── Material shown
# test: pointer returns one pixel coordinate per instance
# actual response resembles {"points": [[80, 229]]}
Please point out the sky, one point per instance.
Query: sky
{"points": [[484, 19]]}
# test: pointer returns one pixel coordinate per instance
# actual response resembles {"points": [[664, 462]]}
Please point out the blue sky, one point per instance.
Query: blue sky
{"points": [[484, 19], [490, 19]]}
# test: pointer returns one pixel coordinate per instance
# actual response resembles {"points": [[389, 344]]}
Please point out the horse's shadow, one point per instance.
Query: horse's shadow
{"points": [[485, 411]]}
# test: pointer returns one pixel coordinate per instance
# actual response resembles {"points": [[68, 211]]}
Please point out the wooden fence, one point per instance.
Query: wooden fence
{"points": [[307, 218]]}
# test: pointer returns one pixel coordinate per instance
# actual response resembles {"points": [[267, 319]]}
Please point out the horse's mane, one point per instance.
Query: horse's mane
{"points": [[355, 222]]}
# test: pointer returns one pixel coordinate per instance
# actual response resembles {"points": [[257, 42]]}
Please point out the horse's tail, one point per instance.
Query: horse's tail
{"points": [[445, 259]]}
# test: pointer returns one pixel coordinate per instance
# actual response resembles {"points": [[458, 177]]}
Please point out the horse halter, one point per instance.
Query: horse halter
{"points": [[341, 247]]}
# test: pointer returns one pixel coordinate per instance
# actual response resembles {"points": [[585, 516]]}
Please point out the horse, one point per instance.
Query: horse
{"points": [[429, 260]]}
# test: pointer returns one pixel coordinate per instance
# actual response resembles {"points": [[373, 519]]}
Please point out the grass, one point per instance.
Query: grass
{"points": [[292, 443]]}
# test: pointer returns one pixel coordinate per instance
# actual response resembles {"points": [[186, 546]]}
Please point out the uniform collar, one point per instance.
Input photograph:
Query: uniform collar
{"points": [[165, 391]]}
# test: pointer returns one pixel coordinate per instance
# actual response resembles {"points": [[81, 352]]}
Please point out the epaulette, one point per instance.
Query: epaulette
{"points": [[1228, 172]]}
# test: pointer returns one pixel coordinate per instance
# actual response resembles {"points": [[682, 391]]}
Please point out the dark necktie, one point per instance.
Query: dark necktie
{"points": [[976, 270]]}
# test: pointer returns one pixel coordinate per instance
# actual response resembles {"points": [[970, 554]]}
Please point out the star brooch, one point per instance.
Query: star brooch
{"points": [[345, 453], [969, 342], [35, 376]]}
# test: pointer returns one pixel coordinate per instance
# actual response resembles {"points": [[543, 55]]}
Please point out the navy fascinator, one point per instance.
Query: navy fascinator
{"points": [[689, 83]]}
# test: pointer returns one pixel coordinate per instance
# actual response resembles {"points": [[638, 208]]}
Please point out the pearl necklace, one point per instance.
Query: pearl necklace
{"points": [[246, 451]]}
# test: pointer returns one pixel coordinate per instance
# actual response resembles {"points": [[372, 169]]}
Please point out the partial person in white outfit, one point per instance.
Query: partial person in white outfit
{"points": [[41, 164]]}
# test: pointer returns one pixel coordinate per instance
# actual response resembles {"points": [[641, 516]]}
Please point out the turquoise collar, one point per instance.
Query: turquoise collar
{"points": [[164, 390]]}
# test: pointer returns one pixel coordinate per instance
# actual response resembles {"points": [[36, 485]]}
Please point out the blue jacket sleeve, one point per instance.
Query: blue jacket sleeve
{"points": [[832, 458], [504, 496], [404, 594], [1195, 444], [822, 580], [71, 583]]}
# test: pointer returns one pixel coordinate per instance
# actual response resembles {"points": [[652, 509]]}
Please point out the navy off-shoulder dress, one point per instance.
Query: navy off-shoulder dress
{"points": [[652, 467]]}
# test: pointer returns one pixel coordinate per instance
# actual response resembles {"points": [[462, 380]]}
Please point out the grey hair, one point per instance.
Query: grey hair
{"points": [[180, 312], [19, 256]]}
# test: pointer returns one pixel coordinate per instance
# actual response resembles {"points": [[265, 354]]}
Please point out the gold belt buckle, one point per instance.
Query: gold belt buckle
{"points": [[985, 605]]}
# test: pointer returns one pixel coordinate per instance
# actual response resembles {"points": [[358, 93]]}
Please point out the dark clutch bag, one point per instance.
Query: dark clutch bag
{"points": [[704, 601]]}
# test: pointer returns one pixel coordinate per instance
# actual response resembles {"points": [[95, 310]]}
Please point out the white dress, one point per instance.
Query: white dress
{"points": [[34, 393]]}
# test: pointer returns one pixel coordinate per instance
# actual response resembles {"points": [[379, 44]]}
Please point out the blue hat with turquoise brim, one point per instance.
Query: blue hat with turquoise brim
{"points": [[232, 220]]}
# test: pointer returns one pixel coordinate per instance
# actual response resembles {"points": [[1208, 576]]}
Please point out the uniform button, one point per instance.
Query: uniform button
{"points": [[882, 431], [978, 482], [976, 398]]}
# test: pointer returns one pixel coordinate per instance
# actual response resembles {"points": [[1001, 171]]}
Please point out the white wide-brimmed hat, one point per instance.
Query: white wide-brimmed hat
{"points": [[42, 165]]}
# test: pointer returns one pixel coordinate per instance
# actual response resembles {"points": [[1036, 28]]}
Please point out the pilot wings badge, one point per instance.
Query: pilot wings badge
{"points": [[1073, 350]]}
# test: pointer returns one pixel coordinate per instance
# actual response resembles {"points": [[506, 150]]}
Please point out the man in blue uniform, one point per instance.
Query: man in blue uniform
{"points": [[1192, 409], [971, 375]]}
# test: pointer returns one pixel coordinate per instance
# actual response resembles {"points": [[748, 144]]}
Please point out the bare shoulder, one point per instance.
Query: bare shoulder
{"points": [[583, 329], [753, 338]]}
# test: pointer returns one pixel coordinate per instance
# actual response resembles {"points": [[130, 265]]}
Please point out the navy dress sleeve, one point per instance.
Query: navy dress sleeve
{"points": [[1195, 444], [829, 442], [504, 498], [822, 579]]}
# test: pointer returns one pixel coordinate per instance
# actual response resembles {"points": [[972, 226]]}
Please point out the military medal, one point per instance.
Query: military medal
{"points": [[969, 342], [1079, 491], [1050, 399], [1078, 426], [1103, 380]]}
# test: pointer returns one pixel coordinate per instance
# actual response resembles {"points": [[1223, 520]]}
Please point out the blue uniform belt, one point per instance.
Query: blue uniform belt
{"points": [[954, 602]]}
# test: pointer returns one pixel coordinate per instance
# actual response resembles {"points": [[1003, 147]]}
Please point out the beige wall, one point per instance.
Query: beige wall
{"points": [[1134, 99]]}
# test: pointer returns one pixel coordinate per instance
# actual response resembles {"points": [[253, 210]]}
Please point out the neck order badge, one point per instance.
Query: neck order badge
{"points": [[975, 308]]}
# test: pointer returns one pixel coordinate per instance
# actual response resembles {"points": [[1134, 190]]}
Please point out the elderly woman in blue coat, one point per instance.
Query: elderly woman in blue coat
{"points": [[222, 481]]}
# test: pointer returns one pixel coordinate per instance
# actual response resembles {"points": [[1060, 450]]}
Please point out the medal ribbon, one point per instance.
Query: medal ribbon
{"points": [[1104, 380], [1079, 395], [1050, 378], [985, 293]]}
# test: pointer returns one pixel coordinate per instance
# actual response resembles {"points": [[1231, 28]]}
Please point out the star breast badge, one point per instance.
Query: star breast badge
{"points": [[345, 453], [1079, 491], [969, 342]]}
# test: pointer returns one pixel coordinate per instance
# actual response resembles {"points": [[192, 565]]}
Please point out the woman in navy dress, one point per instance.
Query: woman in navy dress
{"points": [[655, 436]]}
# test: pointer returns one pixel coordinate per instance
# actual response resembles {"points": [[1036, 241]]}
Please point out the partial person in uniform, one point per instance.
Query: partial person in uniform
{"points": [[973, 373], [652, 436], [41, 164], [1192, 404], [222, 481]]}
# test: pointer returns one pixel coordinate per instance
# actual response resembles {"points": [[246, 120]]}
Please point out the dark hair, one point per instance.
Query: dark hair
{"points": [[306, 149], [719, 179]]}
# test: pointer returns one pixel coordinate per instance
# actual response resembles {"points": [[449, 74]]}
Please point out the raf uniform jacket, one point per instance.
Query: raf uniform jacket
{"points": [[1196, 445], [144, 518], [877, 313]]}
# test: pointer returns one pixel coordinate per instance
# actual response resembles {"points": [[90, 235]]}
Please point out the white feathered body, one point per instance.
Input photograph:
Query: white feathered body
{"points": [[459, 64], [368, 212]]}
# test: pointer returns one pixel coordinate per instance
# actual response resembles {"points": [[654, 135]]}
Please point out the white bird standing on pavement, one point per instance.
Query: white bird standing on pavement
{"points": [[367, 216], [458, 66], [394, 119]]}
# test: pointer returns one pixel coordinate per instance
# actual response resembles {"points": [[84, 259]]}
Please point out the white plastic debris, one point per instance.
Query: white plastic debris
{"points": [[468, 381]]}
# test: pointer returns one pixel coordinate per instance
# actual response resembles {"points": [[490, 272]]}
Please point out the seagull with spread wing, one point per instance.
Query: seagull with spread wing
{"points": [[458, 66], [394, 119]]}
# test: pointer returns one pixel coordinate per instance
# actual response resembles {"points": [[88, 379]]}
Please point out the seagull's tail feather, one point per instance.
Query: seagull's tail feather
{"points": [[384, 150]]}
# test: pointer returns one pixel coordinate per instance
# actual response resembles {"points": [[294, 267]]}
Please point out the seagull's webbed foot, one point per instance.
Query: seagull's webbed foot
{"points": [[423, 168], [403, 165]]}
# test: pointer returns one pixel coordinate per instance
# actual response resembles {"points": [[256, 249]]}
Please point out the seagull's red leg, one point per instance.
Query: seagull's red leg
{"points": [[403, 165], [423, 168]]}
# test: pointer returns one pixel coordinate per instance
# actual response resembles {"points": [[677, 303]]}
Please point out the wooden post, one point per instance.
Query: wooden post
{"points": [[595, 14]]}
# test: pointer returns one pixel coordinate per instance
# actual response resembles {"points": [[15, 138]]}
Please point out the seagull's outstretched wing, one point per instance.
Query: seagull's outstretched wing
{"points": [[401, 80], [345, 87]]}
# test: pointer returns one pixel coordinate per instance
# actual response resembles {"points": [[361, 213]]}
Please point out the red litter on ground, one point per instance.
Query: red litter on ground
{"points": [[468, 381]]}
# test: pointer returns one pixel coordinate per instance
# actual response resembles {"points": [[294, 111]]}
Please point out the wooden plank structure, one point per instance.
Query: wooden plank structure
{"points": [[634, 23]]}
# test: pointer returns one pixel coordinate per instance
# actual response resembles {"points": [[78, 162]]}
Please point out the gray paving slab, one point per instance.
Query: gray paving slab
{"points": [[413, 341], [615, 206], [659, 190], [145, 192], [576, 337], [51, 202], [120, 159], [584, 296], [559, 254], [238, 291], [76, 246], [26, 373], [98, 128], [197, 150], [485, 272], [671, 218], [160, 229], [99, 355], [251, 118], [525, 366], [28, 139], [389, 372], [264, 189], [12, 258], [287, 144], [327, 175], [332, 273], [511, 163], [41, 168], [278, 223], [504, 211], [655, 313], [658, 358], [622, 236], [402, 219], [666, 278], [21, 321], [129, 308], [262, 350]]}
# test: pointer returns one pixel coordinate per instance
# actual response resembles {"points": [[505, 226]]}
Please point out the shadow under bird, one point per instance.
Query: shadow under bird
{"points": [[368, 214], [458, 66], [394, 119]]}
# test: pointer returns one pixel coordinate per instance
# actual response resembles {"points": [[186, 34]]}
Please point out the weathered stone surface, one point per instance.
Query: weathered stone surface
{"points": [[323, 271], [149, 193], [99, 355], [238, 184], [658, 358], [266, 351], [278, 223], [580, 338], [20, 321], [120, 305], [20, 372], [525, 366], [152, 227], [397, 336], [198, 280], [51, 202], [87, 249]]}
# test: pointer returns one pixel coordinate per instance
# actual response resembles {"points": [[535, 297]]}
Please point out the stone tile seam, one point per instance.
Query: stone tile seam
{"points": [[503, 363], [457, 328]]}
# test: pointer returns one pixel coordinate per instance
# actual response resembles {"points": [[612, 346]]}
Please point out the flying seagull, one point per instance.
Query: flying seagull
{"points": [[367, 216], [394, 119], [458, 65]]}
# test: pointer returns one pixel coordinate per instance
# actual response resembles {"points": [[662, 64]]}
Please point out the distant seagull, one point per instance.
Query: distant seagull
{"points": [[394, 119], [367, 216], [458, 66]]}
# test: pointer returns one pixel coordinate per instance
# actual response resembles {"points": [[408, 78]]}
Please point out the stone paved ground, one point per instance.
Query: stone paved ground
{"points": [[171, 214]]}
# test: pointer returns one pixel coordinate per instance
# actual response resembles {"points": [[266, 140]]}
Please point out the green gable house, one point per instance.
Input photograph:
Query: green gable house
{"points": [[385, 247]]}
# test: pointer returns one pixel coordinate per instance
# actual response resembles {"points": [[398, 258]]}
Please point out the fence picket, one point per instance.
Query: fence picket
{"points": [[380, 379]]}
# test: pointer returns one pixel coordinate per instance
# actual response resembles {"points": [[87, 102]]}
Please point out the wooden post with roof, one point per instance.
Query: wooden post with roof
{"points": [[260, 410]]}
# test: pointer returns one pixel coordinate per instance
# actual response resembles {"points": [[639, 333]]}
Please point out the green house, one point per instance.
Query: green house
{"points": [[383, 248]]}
────
• Written task
Collect every line in the rows above that contains the word "house".

• Task solution
Please point out the green gable house, one point per instance.
Query: green gable house
Please point out the green house, one point per instance.
Query: green house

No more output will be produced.